EXERCISE DIRECTIONS => Find the line containing "Target: potted plant" in the entries below. Restate it and each line after it, word for word, up to and including the line containing "Target: wall clock".

[Dataset entries]
************

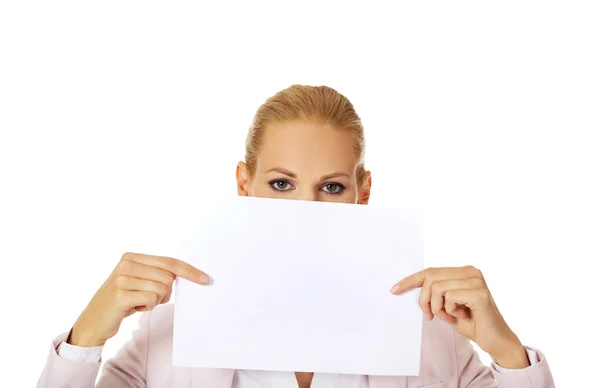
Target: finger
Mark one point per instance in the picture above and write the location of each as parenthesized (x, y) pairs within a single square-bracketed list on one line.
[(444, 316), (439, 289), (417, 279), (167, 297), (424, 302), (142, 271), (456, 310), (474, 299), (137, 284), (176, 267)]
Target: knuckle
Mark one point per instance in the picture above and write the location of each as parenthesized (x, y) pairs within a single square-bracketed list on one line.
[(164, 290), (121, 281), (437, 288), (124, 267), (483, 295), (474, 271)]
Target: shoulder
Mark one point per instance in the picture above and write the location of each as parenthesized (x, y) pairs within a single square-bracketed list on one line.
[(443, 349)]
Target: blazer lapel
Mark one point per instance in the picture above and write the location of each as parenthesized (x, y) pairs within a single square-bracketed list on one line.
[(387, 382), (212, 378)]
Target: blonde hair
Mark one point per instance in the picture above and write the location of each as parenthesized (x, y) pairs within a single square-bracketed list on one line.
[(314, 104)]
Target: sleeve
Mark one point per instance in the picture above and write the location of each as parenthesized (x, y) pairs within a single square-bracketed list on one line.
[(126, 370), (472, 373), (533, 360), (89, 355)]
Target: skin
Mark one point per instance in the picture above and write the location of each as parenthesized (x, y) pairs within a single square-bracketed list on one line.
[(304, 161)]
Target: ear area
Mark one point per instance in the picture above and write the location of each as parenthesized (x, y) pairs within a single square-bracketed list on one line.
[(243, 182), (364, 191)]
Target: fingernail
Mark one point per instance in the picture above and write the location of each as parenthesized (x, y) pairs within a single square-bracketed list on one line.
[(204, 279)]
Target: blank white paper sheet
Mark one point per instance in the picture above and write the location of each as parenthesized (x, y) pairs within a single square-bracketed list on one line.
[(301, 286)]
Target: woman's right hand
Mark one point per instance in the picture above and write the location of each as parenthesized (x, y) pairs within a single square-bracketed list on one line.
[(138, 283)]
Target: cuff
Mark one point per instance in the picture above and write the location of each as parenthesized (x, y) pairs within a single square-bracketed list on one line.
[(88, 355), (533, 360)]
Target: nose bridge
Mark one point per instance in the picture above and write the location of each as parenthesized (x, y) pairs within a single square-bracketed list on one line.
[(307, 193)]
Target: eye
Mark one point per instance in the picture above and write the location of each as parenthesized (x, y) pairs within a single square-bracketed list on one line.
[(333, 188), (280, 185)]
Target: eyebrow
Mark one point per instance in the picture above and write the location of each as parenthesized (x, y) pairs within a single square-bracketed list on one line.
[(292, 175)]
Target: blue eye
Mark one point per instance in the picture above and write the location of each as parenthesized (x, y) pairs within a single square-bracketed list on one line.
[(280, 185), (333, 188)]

************

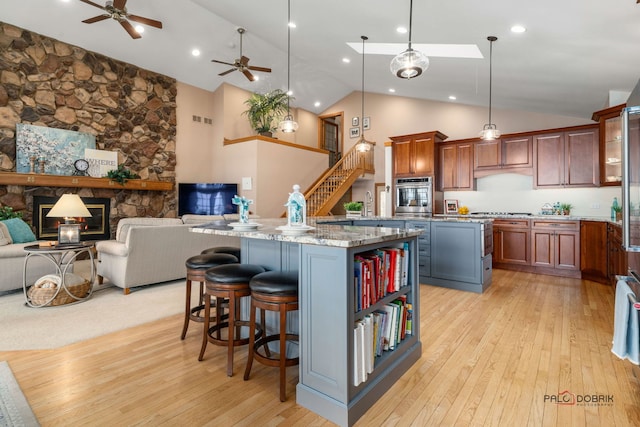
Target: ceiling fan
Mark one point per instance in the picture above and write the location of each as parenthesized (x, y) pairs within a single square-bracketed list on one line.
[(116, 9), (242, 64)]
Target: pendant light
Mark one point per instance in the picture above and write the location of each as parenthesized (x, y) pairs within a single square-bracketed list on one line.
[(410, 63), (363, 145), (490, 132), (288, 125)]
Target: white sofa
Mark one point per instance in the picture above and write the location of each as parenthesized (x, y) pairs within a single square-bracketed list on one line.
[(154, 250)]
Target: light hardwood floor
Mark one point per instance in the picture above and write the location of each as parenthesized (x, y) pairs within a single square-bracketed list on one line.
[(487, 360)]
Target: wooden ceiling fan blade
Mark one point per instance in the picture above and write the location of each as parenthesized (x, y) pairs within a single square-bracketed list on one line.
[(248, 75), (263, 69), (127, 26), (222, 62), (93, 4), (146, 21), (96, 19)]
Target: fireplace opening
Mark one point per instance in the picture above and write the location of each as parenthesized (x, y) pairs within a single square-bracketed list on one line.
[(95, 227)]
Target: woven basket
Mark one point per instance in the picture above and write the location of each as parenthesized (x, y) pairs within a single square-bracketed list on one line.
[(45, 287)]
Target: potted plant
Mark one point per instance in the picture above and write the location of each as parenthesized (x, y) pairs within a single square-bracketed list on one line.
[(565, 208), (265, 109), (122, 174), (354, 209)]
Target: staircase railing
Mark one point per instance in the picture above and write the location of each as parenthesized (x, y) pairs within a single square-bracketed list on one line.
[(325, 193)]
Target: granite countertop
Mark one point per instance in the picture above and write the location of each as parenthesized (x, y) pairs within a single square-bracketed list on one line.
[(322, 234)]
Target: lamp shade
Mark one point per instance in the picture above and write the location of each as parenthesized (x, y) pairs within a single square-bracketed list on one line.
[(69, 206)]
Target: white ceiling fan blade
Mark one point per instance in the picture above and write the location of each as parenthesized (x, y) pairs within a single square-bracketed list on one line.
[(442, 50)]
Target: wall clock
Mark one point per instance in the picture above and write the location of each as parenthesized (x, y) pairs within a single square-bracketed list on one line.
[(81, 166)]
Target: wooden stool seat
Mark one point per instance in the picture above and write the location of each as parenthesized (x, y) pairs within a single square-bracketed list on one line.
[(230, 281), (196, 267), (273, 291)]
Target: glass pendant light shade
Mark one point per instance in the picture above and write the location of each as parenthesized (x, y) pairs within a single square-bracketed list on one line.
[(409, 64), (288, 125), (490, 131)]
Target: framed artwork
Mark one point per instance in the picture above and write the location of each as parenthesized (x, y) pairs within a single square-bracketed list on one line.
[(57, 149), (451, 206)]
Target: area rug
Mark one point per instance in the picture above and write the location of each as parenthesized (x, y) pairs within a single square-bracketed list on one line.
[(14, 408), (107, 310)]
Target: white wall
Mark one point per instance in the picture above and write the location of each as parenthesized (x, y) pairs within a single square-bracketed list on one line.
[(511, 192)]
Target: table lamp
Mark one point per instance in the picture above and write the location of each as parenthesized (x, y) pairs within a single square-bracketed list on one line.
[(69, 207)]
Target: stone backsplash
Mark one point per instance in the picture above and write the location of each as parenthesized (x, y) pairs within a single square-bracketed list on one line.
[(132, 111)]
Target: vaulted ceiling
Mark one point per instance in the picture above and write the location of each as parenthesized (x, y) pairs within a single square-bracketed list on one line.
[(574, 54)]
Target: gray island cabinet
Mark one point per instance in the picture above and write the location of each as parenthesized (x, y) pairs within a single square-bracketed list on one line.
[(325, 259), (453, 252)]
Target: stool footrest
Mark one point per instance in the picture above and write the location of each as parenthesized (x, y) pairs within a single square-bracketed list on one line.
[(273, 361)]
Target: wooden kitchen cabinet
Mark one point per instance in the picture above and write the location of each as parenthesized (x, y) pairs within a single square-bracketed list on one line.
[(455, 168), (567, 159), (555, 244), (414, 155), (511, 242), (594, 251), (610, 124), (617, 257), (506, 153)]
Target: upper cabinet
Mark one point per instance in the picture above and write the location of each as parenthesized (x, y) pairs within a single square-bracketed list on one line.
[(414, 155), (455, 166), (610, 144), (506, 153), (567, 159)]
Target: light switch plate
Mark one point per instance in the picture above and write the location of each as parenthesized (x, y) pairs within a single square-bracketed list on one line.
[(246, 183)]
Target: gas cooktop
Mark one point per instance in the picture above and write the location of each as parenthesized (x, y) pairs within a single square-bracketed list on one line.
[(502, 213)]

************

ANSWER SECTION =>
Target: potted plant
Mark one point per instance in the picture above and write the location of each as parenthesized (x, y) pairs within a single square-bracketed list on one line.
[(565, 208), (265, 109), (122, 174), (354, 209)]
Target: staircase railing
Mark one point per instance in the picture above and write the location of each as parenthesized (x, y) pairs within a single square-bracketed list on one line.
[(325, 193)]
Target: granite countertop
Mark one point per instance in the picture above and write the location of each as parenthesized (x, y) pairs within a single square-bracketed list on one line.
[(322, 234)]
Target: lamp shade
Mark one point per instance in the picture above and write the location of each as parenthesized (x, y) pairs within a single square-bracketed list on one line.
[(69, 206)]
Target: white ceiling fan blade
Mark one point per instance in the picture above and write the location of each as parenthesized (x, y) pairs within a single square-bracketed list on one line.
[(442, 50)]
Target: wall clock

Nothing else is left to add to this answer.